- [Consignes]:
**A)** Dans le texte fourni, quelle somme le tribunal condamne-t-il les Sci Nain et Keivan à verser à la société Crédit Agricole des Savoie au titre des frais irrépétibles ?
**B)** D'après le texte fourni, sur quels motifs principaux le tribunal s'appuie-t-il pour statuer comme il le fait ? Répondez en une à trois phrases.
**C)** Veuillez reproduire à l'identique le passage du texte fourni qui commence par « Le tribunal retenant » et se termine par « un caractère d'anormalité. ».

- [Texte fourni]:
Les deux instances étaient jointes.

Par jugement en date du 30 juillet 2020, le tribunal judiciaire de Chambéry :

' rejetait la demande des Sci Nain et Keivan tendant à voir juger que la société Crédit Agricole des Savoie avait commis des fautes contractuelles qui leur avaient causé un préjudice,

' rejetait la demande des Sci Nain et Keivan tendant à voir la société Crédit Agricole des Savoie condamner à payer

- à la Sci Eivan :

- la somme de 111 000 euros en réparation du préjudice subi au titre des deux traites de 65 000 euros et de 46 000 euros irrrégu1ièrement payées par la banque ;

- la somme de 85 000 euros en réparation du préjudice complémentaire ;

- les intérêts au taux légal sur ces sommes à compter de la mise en demeure de restituer les montants irrégulièrement débités ;

- la somme de 4 500 euros au titre des frais irrépétibles ;

- à1a Sci Nain :

- la somme de 26 000 euros en répration du préjudice subi au titre de la traite irrégulièrement payée par la banque ;

- la somme de 34 000 euros en réparation du préjudice complémentaire ;

- les intérêts au taux légal sur ces sommes à compter de la mise en demeure de restituer les montants irrégulièrement débités ;

' disait n'y avoir lieu à statuer sur la demande de la société Crédit Agricole des Savoie tendant à voir condamner la société Banque Postale à la relever et garantir de toutes condamnations qui pourraient être prononcées à son encontre, en principal, intérêts, fraiset accessoires ;

' rejetait la demande des Sci Keivan et Nain tendant à voir condamner in solidum la société Banque Postale et la société Crédit Agricole des Savoie à payer :

- à la Sci Eivan :

- la somme de 111 000 euros en réparation du préjudice subi au titre des deux traites de 65 000 euros et de 46 000 euros irrrégu1ièrement payées par la banque ;

- la somme de 85 000 euros en réparation du préjudice complémentaire ;

- les intérêts au taux légal sur ces sommes à compter de la mise en demeure de restituer les montants irrégulièrement débités;

- la somme de 4 500 euros au titre des frais irrépétibles

- à 1a Sci Nain :

- la somme de 26 000 euros en réparation du préjudice subi au titre de la traite irrégulièrement payée par la banque ;

- la somme de 34 000 euros en réparation du préjudice complémentaire ;

- les intérêts au taux légal sur ces sommes à compter de la mise en demeure de restituer les montants irrégulièrement débités ;

' rejetait la demande des Sci Keivan et Nain tendant à voir juger que la société Banque Postale avait commis des fautes et devait être condamnée au paiement des sommes ci-dessus visées en réparation du préjudice subi par elles ;

' rejetait la demande des Sci Keivan et Nain tendant à voir ordonner à la société Crédit Agricole des Savoie de produire, sous astreinte de 100 euros par jour de retard, la liste des connexions internes et externes avec les adresses IP effectuées par intemet ou en ligne sur les deux comptes des Sci Keivan et Nain, du 1er janvier 2015 jusqu'au 12 mars 2015 ;

' condamnait in solidum la Sci Nain et la Sci Keivan à payer à la société Crédit Agricole des Savoie la somme de 2 000 euros au titre des frais irrépétibles ;

' condamnait in solidum la Sci Keivan et Nain à payer à la société Banque Postale la somme de 2 000 euros au titre des frais irrépétibles ;

' condamnait in solidum les Sci Keivan et Nain aux dépens avec distraction au profit de la SCP Christine Visier-Philippe - Carole Ollagnon-Delroise & Associés et de la Selarl Traverso - Trequattrini & Associés ;

' rejetait la demande des Sci Keivan et Nain tendant à voir ordonner l'exécution provisoire de la présente décision,

Le tribunal retenant les motifs principaux suivants :

' les demanderesses ne rapportaient pas la preuve que la signature figurant sur les traites n'était pas celle de leur gérant ;

' la banque n'avait pas l'obligation légale de vérifier la signature ;

' le tirage de trois lettres de change sur les comptes des Sci ne présentait pas, au vu du fonctionnement des comptes un caractère d'anormalité.

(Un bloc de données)
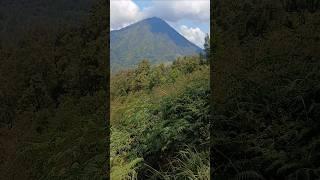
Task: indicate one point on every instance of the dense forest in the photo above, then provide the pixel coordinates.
(266, 93)
(53, 98)
(160, 121)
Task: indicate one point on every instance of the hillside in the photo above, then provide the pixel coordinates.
(19, 16)
(147, 39)
(160, 121)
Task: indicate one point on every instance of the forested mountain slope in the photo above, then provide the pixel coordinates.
(53, 93)
(151, 39)
(160, 121)
(266, 90)
(18, 16)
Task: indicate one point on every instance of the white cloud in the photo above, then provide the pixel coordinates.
(196, 10)
(194, 35)
(124, 13)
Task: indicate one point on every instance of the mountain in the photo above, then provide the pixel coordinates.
(151, 39)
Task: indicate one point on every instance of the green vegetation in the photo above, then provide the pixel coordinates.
(266, 93)
(53, 100)
(151, 39)
(160, 121)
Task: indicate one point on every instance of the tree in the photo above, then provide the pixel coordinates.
(206, 46)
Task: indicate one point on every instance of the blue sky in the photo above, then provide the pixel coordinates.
(191, 18)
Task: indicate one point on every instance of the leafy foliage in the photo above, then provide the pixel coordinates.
(147, 39)
(55, 98)
(156, 111)
(266, 90)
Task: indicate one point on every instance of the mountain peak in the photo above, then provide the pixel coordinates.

- [Solutions complètes]:
**A)** La somme de 2 000 euros.

**B)** Le tribunal retient que les demanderesses ne prouvent pas que la signature figurant sur les traites n'était pas celle de leur gérant et que la banque n'avait pas l'obligation légale de vérifier cette signature. Il ajoute que le tirage de trois lettres de change sur les comptes des Sci ne présentait pas un caractère d'anormalité au vu du fonctionnement des comptes.

**C)**
Le tribunal retenant les motifs principaux suivants :

' les demanderesses ne rapportaient pas la preuve que la signature figurant sur les traites n'était pas celle de leur gérant ;

' la banque n'avait pas l'obligation légale de vérifier la signature ;

' le tirage de trois lettres de change sur les comptes des Sci ne présentait pas, au vu du fonctionnement des comptes un caractère d'anormalité.